== Task brief ==
Pick out each line in the listing below that contains the word "black" and copy those lines.

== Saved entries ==
========
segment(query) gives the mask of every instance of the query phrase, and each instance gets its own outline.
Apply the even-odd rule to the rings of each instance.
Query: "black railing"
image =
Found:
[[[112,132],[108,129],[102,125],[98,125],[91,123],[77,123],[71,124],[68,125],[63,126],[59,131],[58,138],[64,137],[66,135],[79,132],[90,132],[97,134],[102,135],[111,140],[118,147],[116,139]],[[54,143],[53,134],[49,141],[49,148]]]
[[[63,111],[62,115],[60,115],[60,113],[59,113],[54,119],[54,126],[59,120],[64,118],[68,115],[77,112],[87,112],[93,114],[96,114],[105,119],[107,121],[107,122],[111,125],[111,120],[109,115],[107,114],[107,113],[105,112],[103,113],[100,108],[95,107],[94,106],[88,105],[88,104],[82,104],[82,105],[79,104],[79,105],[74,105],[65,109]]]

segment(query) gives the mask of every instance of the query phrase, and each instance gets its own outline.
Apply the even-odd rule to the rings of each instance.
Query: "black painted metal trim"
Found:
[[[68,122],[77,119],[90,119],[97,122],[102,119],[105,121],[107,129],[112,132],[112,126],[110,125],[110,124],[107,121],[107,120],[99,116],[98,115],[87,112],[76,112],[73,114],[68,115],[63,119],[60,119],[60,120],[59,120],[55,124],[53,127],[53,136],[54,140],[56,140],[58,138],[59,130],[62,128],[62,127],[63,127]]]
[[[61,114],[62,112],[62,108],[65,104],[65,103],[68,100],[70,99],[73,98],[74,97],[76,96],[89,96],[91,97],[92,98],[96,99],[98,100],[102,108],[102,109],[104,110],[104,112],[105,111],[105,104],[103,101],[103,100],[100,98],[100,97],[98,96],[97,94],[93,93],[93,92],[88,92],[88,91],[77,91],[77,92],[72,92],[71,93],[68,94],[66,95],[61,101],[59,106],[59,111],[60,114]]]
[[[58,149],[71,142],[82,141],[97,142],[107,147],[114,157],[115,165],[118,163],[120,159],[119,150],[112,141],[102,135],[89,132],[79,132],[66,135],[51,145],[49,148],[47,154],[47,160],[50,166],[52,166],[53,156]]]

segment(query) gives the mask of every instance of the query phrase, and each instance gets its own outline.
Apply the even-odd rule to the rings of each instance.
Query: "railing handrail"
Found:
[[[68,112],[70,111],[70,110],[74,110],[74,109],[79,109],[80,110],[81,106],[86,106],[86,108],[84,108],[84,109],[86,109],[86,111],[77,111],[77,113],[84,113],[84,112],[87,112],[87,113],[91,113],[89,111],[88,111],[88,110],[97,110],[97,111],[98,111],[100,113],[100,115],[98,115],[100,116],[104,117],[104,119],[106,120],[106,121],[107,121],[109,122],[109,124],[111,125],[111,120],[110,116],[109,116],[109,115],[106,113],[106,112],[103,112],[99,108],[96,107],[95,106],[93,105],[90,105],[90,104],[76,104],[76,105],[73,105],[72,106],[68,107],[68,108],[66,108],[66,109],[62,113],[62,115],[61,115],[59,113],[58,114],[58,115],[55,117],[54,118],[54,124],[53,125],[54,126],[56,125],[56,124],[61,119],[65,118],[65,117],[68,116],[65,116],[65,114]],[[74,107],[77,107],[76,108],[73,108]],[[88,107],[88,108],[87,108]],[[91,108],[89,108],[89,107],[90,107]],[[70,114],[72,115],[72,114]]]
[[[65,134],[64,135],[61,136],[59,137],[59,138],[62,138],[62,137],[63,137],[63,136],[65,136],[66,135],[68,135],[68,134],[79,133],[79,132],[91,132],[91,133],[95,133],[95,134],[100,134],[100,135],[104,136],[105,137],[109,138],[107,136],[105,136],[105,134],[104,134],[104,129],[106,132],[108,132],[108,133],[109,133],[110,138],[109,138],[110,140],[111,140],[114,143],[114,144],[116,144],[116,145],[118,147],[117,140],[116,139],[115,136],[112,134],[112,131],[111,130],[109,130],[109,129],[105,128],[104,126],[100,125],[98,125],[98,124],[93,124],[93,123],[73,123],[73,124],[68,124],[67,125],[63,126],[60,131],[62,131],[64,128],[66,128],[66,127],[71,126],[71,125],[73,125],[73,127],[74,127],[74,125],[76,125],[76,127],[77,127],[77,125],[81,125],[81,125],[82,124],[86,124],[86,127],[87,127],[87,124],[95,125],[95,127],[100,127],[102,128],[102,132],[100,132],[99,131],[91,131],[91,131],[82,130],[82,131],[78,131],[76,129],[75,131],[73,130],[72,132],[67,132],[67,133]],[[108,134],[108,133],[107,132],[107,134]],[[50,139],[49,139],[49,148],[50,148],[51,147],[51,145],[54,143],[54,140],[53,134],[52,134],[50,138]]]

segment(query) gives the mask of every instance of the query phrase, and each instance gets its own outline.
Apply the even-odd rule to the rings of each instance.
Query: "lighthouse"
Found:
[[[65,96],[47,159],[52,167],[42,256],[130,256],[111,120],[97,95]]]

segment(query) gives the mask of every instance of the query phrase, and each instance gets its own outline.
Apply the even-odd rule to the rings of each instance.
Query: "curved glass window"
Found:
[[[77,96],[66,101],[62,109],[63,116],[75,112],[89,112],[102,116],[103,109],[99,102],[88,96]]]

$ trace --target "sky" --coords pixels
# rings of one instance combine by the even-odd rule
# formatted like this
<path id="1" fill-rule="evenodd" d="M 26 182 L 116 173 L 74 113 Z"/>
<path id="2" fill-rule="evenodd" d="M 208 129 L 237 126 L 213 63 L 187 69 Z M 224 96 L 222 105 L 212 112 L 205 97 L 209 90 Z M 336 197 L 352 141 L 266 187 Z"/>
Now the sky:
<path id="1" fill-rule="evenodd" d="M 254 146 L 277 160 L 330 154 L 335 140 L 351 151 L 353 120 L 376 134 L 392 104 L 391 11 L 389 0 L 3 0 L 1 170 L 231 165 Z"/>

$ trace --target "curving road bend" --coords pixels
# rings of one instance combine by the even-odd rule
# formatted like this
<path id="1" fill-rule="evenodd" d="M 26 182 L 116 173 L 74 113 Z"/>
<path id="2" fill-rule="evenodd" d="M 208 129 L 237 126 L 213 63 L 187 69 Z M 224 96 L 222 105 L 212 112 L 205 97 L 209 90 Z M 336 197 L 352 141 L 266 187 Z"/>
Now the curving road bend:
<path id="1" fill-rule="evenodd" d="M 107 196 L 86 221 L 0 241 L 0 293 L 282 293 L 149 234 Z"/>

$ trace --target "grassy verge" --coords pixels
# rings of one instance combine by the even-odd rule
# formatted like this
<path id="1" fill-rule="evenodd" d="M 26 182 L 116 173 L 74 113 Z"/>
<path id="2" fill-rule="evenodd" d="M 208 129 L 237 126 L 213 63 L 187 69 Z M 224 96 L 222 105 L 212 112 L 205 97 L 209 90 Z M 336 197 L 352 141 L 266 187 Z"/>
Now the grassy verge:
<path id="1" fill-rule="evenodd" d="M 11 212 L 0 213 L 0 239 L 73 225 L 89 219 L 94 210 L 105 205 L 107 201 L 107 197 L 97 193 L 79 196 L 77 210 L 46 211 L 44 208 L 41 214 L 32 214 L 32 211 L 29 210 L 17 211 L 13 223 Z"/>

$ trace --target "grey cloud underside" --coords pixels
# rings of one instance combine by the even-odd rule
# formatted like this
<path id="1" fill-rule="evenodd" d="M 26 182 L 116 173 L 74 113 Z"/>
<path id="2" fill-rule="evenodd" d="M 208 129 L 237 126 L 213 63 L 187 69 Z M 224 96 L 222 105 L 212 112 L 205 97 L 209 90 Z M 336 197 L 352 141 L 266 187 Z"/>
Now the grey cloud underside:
========
== The output ==
Query: "black railing"
Query: "black painted metal trim"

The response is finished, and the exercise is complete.